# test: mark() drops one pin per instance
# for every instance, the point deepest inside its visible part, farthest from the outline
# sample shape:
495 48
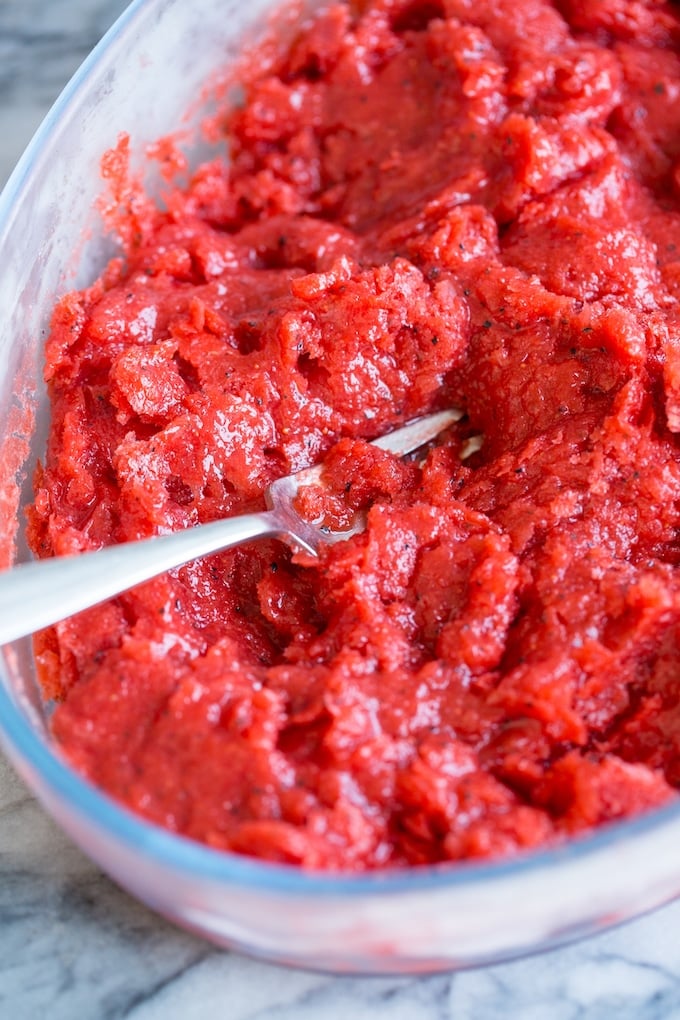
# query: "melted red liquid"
467 203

• • • •

Exactly the lines from the line with "# for every" through the last line of the listing, both included, should be extracted, and the pictures left behind.

ANSWER BOX:
# for every instance, the point deepest inside its visible part, farthest from the outline
# sample shape:
495 48
# query: "melted red liquid"
467 203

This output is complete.